Requirements
Format the lines starting with the one containing "Where can the white headband be seen here?" and ending with the one containing "x=343, y=282" as a JSON list of strings, one string per line, with blank lines omitted.
-- START Input rows --
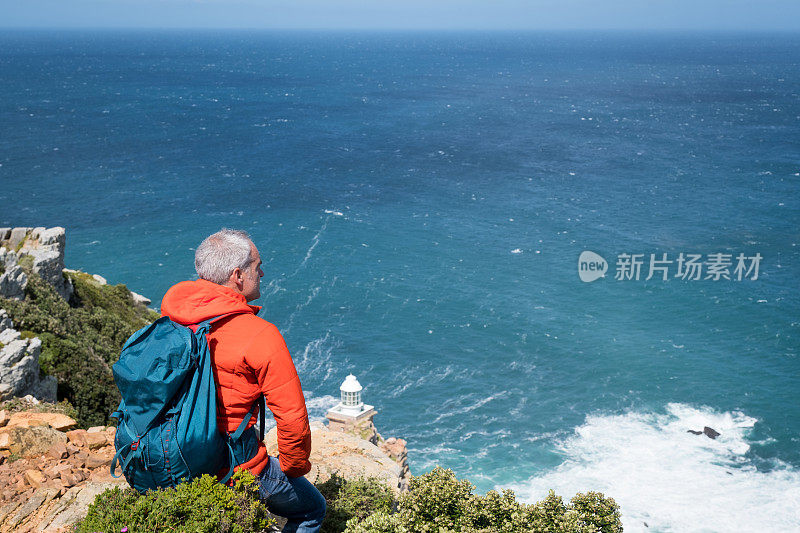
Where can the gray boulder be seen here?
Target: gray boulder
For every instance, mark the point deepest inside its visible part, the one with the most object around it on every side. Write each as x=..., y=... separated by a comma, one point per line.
-- END Input rows --
-- START Input rows --
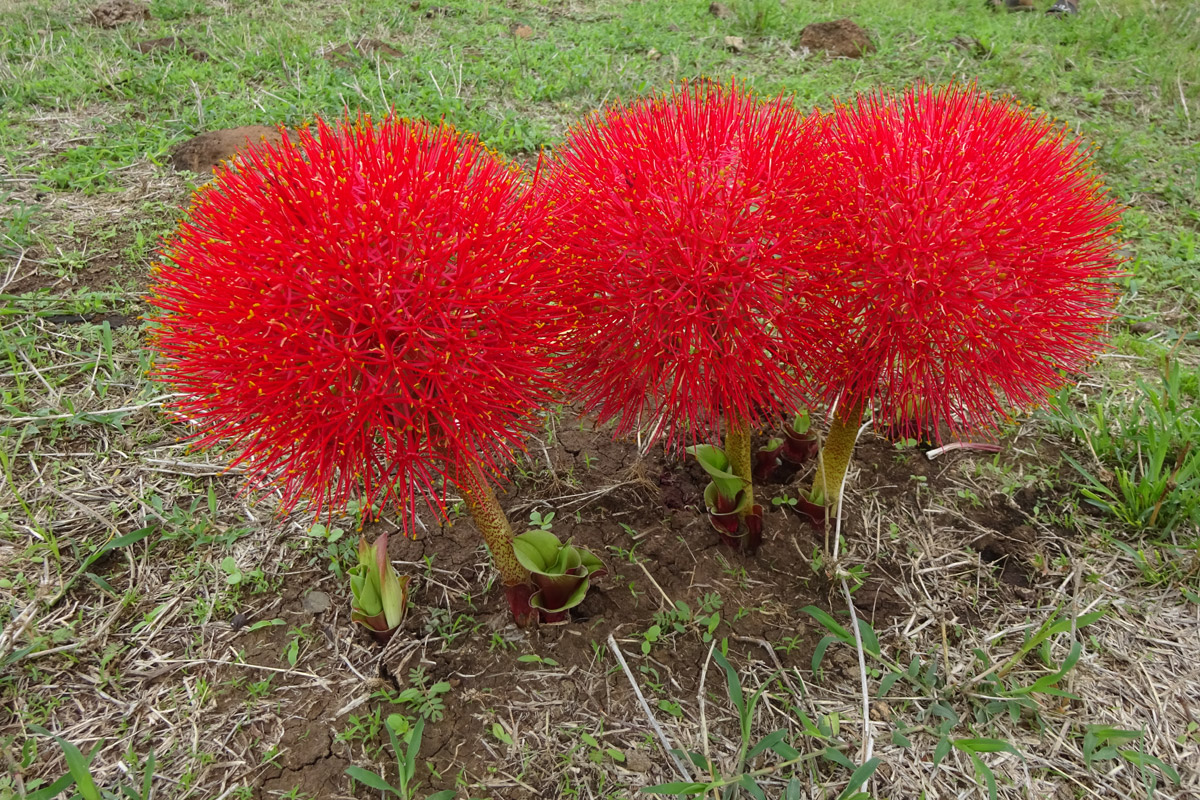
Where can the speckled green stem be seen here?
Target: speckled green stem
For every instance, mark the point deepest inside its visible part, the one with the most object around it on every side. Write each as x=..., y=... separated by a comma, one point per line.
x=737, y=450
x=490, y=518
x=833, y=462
-- END Input rows --
-- START Input rows --
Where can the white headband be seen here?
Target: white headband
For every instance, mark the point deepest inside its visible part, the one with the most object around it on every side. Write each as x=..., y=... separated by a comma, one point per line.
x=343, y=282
-- END Input rows --
Answer to this exercise
[
  "Where can the white headband be seen here?",
  "Target: white headband",
  "For every instance, mark the point deepest inside its visible part, the one with the most object around it on every side. Write each as x=..., y=... separated by a comma, one point per line.",
  "x=343, y=282"
]